YOUR GOAL » Extract all of the entries and set them down verbatim.

Collected data
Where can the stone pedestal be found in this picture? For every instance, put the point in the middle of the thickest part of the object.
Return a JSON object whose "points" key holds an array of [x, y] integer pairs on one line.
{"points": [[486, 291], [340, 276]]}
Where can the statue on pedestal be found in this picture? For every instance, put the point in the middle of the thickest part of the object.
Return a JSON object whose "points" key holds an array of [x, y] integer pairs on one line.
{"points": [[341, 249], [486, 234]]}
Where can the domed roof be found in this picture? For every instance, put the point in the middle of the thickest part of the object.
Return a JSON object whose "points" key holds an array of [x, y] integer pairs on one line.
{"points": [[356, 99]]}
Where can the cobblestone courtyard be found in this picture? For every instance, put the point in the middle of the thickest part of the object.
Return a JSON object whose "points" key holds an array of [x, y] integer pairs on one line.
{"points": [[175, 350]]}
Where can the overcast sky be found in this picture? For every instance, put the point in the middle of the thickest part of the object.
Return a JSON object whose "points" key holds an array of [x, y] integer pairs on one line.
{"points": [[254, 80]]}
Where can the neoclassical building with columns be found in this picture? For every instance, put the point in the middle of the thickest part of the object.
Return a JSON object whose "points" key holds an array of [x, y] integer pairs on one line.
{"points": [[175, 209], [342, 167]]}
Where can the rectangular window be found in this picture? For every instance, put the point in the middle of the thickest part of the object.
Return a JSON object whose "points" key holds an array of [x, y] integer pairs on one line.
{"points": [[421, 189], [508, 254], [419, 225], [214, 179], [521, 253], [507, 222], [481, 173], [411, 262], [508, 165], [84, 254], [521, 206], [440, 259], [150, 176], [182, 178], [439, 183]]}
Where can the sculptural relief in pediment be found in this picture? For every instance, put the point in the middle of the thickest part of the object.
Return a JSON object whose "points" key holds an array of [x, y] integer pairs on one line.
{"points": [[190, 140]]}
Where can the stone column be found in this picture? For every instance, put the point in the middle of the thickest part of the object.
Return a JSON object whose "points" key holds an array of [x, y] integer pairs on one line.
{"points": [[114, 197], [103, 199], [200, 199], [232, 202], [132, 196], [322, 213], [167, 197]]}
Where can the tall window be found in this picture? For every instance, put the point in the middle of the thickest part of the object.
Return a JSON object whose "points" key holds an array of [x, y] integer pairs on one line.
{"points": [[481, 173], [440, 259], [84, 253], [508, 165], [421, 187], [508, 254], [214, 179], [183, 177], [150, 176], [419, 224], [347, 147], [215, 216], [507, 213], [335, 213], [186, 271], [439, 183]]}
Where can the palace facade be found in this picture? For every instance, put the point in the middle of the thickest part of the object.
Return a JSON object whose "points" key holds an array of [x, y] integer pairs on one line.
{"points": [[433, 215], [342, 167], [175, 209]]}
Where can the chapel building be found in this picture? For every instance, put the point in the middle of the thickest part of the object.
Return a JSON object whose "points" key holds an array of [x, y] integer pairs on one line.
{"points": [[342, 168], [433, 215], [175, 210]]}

CORRECT OUTPUT »
Where can the stone pedestal be found in this picture? For every instance, put the point in the middle of the thickest part of the object.
Return a JSON object whose "points" key holds an array of [x, y] integer pairs on one line.
{"points": [[486, 291], [340, 276]]}
Where can the statue on pedestal be found in this picture? For every instance, put the point in the middle of the thickest part of the object.
Return a JSON object whose "points" key holds an array of [x, y] integer pairs on one line.
{"points": [[341, 249], [486, 234]]}
Where can the domed roof be found in this picture? For every instance, put the point in the middle of the thickest part of the object.
Return a JSON object whose "points" key holds an array of [x, y] integer pairs on one line.
{"points": [[356, 99]]}
Where can the cobblestone courtyard be found in this picture? For every instance, put the point in the middle of the thickest part of the object.
Return a JSON object whose "points" key holds an array of [x, y] integer pairs on one line.
{"points": [[175, 350]]}
Where can the overcast sky be found in this picture? For every instance, put the point in the middle of the thickest part of the object.
Return a JSON object whose "points" key holds an array of [x, y] integer pairs on one line.
{"points": [[254, 80]]}
Where can the neoclassical building with columns be found in this picture? For every instance, put the point in the middle of the thickest part of the object.
Return a JSON object whose "points" key holds an array of [x, y] integer pairs on one line.
{"points": [[175, 209], [342, 167]]}
Where can the rectangular window be found in this picture? For every instance, put the point in the middle of the thickest part of the object.
Return a JSON object whose "points" key holds an array of [x, y] integer pairs on one line.
{"points": [[421, 189], [508, 254], [419, 225], [214, 179], [521, 253], [507, 222], [481, 173], [411, 262], [508, 165], [84, 254], [521, 206], [440, 259], [150, 176], [182, 178], [439, 183]]}
Where can the sculptural relief in pediment be found in this picture? For every instance, put the point in the middle of the thickest part of the object.
Return a JSON object whose "points" key holds an array of [x, y] integer pairs on one line.
{"points": [[190, 140]]}
Where can the stone column be found in this picture? For every instance, put the point in the middle of the thickest part of the object.
Return a JSON object whose "points" key holds an array of [x, y] integer pairs on one line.
{"points": [[114, 197], [103, 199], [200, 199], [232, 202], [132, 196], [322, 213], [167, 197]]}
Where can the tall window be found in this picture? For every instance, put the point in the middle of the thickest part of the object.
Return a JSON object whose "points" key holds an array of [x, y] integer pairs on one line.
{"points": [[481, 173], [440, 259], [84, 253], [508, 165], [421, 187], [508, 254], [214, 179], [183, 177], [150, 176], [419, 224], [347, 147], [215, 216], [507, 213], [335, 213], [186, 271], [439, 183]]}
Where can the palace facade be found in this picture? For every instance, put the point in the middle of the thickest part of the object.
Return a JSON object whose "points" key holds an array of [x, y] integer pairs on one line.
{"points": [[433, 215], [342, 167], [175, 209]]}
Where can the chapel building be found in this picture? For every instance, put the point in the middle of the thickest part of the object.
Return a JSON object whose "points" key holds an array of [x, y] integer pairs on one line.
{"points": [[342, 168], [433, 215], [175, 210]]}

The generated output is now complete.